## WHAT YOU WILL DO
1) In the Cedar Farm Gallery text, list everything that the converted agricultural buildings now house.
2) Duplicate the part of the Cedar Farm Gallery text starting at "Within these accounts" and ending at "as a whole.".

## EXTRACT
╭──
Within these accounts an allowance is made for the costs incurred using the
space as an office. These costs cover a proportion of the overall heat, light
and insurance costs on the house as a whole.
Cedar Farm Gallery
This
is located on the site of a former pig farm, close to the village
of Maudsley, near Ormskirk in Lancashire. Began as an effort to diversify when
pig-farming began to get into financial difficulties in the 1990s, the gallery
complex has grown from a single converted building. Farming ceased completely
on the site in 2001, and it now operates entirely as a commercial enterprise,
converting and running a complex of former agricultural buildings that now
house cafes, shops, a gallery, artists studios and a teaching space.
The
whole complex remains in the ownership of the farming family that started the
enterprise – and has been funded completely by the owners themselves. They run
the enterprise as a wholly commercial operation, renting spaces to the various
enterprises involved. This includes twenty individual artists, craftspeople and
creative businesses. The galleries as a whole are a considerable visitor
attraction – and had 60,000 visits last year.
╰──
## DATA EXCERPTS
╭──
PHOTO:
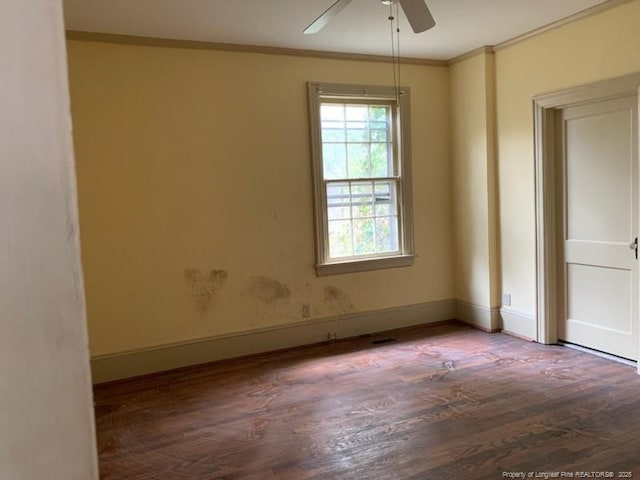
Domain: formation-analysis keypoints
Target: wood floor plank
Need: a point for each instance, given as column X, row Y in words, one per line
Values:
column 439, row 402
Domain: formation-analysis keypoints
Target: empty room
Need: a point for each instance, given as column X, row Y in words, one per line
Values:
column 319, row 239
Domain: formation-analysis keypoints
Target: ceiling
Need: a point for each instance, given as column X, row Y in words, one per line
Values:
column 362, row 27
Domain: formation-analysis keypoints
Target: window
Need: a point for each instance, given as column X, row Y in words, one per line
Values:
column 361, row 163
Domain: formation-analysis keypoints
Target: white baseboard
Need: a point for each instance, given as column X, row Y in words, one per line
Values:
column 518, row 324
column 484, row 318
column 117, row 366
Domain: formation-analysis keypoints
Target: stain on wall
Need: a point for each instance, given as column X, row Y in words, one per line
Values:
column 204, row 284
column 337, row 300
column 267, row 289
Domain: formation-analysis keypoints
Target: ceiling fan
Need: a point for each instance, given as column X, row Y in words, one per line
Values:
column 417, row 13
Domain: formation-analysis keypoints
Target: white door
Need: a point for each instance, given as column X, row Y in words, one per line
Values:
column 600, row 225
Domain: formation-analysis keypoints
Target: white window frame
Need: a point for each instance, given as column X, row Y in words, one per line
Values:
column 402, row 153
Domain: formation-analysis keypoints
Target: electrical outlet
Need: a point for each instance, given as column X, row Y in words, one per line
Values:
column 506, row 299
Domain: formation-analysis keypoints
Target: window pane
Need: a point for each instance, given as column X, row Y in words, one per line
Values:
column 330, row 111
column 338, row 201
column 385, row 199
column 357, row 113
column 359, row 165
column 340, row 240
column 363, row 236
column 377, row 135
column 378, row 113
column 334, row 161
column 381, row 164
column 357, row 132
column 387, row 234
column 333, row 132
column 362, row 200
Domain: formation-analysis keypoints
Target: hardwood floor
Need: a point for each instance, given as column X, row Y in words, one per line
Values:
column 440, row 402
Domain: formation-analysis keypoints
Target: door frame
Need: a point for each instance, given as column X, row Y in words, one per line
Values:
column 547, row 203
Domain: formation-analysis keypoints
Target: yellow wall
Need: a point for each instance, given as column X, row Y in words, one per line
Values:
column 473, row 162
column 595, row 48
column 195, row 193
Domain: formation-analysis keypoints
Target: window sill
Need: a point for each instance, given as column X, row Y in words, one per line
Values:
column 369, row 264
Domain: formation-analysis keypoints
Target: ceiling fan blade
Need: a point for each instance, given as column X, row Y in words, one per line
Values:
column 319, row 23
column 418, row 15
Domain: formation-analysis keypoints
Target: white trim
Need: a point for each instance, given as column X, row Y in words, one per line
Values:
column 485, row 318
column 167, row 357
column 598, row 353
column 518, row 324
column 365, row 265
column 545, row 108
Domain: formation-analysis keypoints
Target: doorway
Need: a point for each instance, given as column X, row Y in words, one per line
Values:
column 587, row 216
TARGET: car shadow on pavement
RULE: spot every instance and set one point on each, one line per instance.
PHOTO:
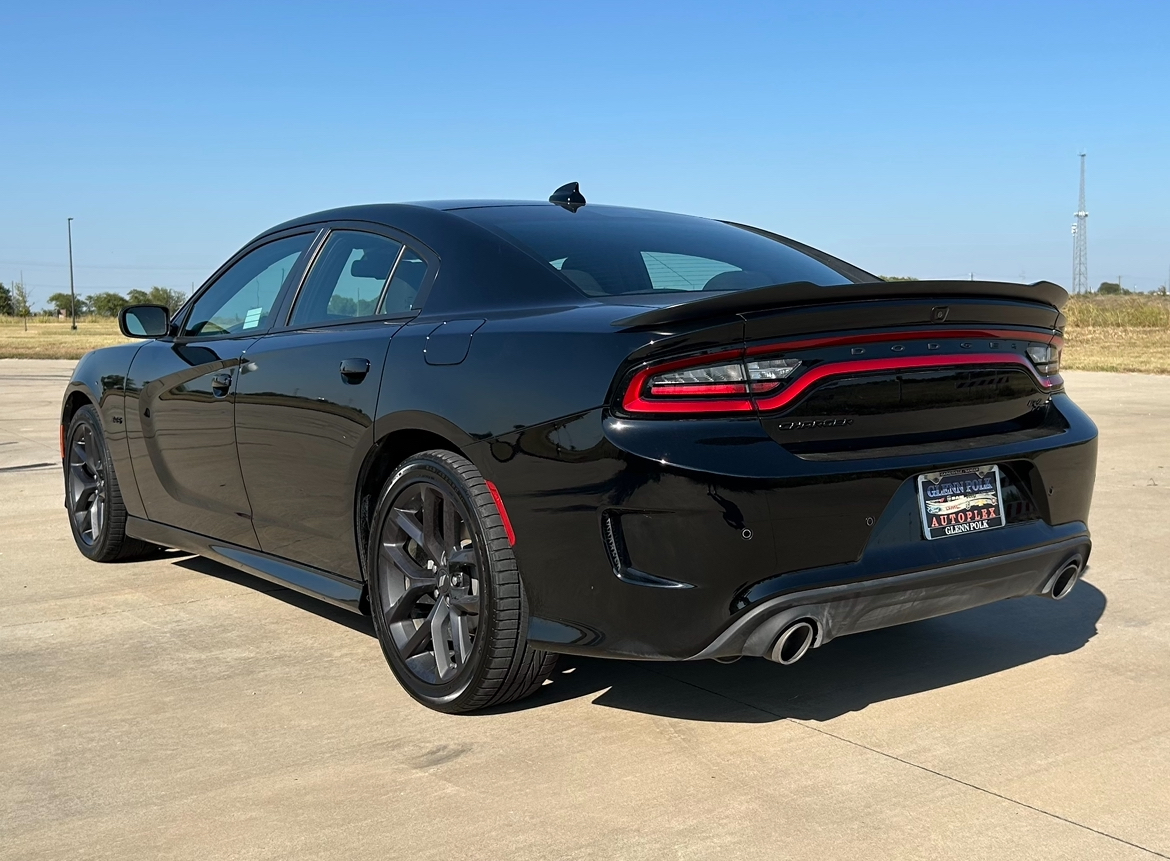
(845, 675)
╰──
## SOLUTIONS BY TASK
1)
- cafes
- shops
- a gallery
- artists studios
- a teaching space

2)
Within these accounts an allowance is made for the costs incurred using the
space as an office. These costs cover a proportion of the overall heat, light
and insurance costs on the house as a whole.